◆ **TASK**
For the records below, say how many lines contain the string "tower". Give the number only.

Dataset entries

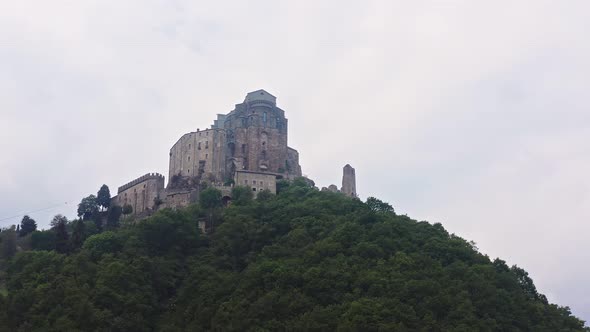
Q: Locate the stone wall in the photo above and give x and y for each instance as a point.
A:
(258, 181)
(142, 193)
(199, 154)
(349, 181)
(257, 132)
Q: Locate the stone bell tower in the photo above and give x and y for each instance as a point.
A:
(348, 181)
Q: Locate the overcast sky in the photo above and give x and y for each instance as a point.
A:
(475, 114)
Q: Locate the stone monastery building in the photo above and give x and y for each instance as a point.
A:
(246, 147)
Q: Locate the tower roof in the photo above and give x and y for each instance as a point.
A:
(260, 95)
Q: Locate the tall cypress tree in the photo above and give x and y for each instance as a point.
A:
(78, 235)
(61, 234)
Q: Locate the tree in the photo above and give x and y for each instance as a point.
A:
(113, 216)
(61, 234)
(78, 234)
(9, 242)
(264, 195)
(377, 205)
(127, 209)
(210, 198)
(43, 240)
(103, 197)
(27, 225)
(57, 219)
(241, 195)
(88, 207)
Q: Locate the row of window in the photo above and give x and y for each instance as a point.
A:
(199, 145)
(206, 157)
(253, 182)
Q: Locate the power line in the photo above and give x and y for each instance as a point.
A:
(34, 211)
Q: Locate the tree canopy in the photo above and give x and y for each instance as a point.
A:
(27, 226)
(300, 260)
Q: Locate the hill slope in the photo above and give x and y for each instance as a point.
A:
(303, 260)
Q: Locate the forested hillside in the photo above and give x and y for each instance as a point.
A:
(302, 260)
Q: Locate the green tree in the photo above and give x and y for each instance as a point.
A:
(88, 207)
(103, 197)
(264, 195)
(27, 226)
(127, 210)
(78, 234)
(8, 242)
(378, 205)
(43, 240)
(241, 195)
(59, 225)
(113, 217)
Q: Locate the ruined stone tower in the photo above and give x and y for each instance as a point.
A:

◆ **TASK RESPONSE**
3